Top of Selected excerpt

Monday, October 15, 2012

Writing is Hard

I use the idea of pushing through pain a lot when I’m teaching.  Maybe it’s because so many of my students claim to experience physical pain while taking my class.  Their brain hurts when they read Julius Caesar.  Their hands hurt when they’re writing their essays.  They claim the research papers deaden their souls, which sounds pretty painful to me. But my response is always the same.  Difficult things hurt but are the most rewarding when accomplished.

I’ve run six marathons. They hurt every single time. The first time I ran twenty miles was the most painful experience I’d ever had – even more so than my knee surgery. I remember the last couple of miles feeling like there were needles embedded in my quads. I’m really not exaggerating. It was the lactic acid building up, but I didn’t care what the hell was actually causing it. I just wanted it to stop.

But I didn’t stop. So when I stepped up to the starting line of that first marathon, I was ready. Of course, I was only beginning to learn about pain. 26.2 miles is somehow infinitely more painful than 20.  It wasn’t pretty.  It hurt.  I made rookie mistakes that made it hurt worse.  At around mile twenty-three or so, I totally understood why people curled up in the snow and died. I was that tired.  I wanted to collapse on the side of the rode and sleep. But I didn’t.

I cursed myself and the distance and even the sunshine the last few miles. I vowed to never, ever run a marathon again. I made deals with God.  And I cried.  I cried even harder when I crossed the finish line.  I couldn’t walk very well and my husband was there to make sure I didn’t fall over (it was actually highly probable at that point) but once I’d wiped the tears away, before I’d even made it very far from the finish line, I was ready to sign up for another one. Because the exhilaration and pride that comes with finishing a marathon is like nothing else.  So I’ve done several more, and they’ve hurt less, but not much. And it’s worth it every single time.

Writing is painful. Maybe that’s just me. Maybe you sit down and your Muse is a unicorn who whinnies softly in your ear while the words flow like a swift stream. Not me.  If I have a Muse, she’s more the type to beat the hell out of me and leave me in some back alley, bleeding and cursing the day I was born.

Bottom of Selected excerpt
Top of Extracted data

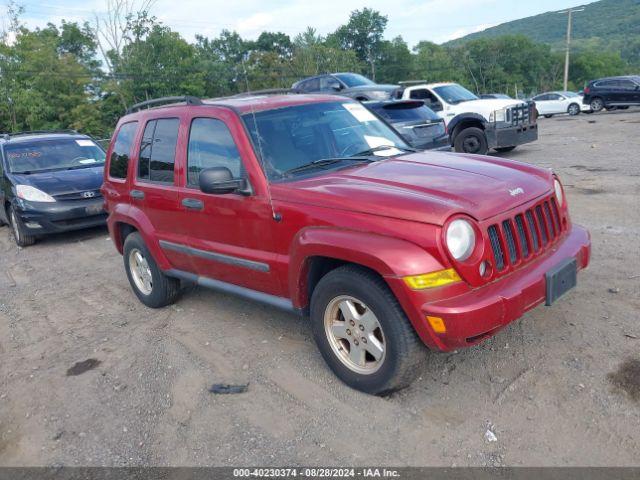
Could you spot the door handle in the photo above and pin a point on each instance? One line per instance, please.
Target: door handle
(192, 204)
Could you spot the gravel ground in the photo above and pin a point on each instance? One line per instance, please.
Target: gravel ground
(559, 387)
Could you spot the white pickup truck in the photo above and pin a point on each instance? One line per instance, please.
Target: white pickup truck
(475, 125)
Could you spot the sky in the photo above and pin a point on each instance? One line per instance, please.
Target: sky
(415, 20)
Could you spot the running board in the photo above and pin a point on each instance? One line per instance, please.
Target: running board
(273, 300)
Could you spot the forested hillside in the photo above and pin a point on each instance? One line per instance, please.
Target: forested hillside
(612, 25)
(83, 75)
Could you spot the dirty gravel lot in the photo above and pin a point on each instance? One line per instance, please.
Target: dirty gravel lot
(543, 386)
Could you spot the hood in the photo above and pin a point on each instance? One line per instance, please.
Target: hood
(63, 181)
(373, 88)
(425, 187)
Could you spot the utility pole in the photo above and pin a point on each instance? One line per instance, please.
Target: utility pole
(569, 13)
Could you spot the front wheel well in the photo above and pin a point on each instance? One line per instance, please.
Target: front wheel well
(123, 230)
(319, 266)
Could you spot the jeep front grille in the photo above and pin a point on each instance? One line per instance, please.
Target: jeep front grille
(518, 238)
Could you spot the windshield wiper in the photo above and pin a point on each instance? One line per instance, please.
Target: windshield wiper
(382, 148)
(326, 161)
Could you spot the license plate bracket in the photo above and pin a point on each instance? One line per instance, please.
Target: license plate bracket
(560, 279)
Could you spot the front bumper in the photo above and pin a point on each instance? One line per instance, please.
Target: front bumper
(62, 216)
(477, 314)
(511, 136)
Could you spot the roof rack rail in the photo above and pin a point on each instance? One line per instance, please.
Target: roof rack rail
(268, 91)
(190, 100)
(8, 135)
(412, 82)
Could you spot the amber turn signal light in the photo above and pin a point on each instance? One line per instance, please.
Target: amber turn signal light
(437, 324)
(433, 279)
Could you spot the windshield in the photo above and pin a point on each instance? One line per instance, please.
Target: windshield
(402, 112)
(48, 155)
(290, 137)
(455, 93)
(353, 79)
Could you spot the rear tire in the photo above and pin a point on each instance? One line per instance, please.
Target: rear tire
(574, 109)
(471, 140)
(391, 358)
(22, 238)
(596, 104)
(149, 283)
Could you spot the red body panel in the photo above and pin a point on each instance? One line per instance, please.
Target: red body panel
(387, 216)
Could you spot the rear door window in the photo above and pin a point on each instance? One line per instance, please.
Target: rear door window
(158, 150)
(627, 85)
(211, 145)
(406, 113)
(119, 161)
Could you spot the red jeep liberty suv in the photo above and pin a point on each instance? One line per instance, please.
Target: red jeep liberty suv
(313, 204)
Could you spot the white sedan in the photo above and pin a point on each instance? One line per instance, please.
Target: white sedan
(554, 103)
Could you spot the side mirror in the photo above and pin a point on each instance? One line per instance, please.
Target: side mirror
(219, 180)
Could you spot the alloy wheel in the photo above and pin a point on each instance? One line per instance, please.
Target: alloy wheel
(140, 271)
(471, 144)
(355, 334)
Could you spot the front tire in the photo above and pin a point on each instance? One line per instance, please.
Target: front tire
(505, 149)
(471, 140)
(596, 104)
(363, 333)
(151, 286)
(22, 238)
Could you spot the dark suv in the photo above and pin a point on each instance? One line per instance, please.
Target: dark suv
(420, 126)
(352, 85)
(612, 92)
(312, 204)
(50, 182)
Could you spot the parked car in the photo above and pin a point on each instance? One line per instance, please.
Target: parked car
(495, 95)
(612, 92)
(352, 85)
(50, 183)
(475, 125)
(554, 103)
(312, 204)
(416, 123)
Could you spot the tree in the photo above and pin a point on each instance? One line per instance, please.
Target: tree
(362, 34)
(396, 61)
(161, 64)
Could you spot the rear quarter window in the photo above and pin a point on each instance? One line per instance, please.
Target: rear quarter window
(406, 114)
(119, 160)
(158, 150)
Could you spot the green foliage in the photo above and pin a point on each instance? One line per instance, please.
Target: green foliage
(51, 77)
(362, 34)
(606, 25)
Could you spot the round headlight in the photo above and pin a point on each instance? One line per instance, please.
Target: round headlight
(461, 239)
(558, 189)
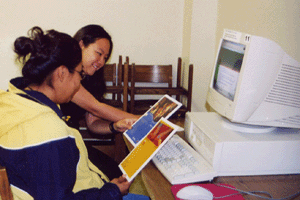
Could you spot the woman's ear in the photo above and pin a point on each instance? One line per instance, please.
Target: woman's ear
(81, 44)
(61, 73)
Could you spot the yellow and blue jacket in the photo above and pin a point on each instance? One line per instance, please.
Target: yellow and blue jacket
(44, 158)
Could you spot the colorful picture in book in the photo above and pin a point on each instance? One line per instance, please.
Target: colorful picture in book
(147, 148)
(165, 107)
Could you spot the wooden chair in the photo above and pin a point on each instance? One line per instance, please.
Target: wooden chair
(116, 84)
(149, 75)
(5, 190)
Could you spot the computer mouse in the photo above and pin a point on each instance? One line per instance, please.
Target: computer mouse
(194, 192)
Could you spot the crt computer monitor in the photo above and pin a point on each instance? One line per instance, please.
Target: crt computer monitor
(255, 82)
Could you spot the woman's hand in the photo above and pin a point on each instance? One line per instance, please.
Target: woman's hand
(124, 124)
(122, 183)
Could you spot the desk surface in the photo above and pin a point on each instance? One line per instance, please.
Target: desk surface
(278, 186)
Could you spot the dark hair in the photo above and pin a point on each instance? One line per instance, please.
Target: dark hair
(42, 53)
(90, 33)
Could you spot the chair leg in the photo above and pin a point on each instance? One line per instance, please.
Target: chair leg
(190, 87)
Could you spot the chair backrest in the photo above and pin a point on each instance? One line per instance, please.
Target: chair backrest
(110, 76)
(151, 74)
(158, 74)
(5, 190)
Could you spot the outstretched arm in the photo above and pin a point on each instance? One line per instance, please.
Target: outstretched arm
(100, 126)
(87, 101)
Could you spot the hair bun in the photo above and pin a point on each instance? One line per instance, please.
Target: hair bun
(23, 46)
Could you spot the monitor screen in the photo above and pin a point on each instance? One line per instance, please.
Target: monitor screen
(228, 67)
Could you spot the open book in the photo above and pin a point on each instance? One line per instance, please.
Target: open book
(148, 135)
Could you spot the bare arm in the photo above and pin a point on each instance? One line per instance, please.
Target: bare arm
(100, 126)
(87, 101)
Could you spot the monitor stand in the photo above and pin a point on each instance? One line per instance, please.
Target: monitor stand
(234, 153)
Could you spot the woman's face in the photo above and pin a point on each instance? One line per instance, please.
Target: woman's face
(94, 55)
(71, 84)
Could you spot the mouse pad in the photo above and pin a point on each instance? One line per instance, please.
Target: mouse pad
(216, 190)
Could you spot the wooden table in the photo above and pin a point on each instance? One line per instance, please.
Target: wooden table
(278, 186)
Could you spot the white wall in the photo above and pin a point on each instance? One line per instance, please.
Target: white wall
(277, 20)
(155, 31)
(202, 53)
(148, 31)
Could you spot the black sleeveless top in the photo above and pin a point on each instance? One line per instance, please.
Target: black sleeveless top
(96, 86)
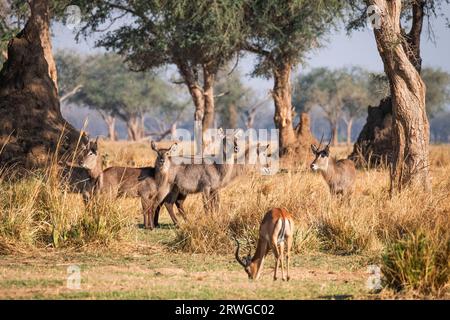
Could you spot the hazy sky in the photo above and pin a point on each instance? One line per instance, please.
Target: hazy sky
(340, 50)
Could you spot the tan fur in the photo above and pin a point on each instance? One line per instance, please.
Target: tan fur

Bottom of Extracted data

▶ **Problems to work on**
a - Translate this sentence from the essay about writing and pain into Spanish: "Difficult things hurt but are the most rewarding when accomplished."
b - According to the essay about writing and pain, how many marathons has the writer run?
c - Reproduce word for word the stretch of the essay about writing and pain from "But I didn’t stop." through "But I didn’t.".

▶ **Responses to the tasks**
a - Las cosas difíciles duelen, pero son las más gratificantes cuando se logran.

b - Six marathons.

c -
But I didn’t stop. So when I stepped up to the starting line of that first marathon, I was ready. Of course, I was only beginning to learn about pain. 26.2 miles is somehow infinitely more painful than 20.  It wasn’t pretty.  It hurt.  I made rookie mistakes that made it hurt worse.  At around mile twenty-three or so, I totally understood why people curled up in the snow and died. I was that tired.  I wanted to collapse on the side of the rode and sleep. But I didn’t.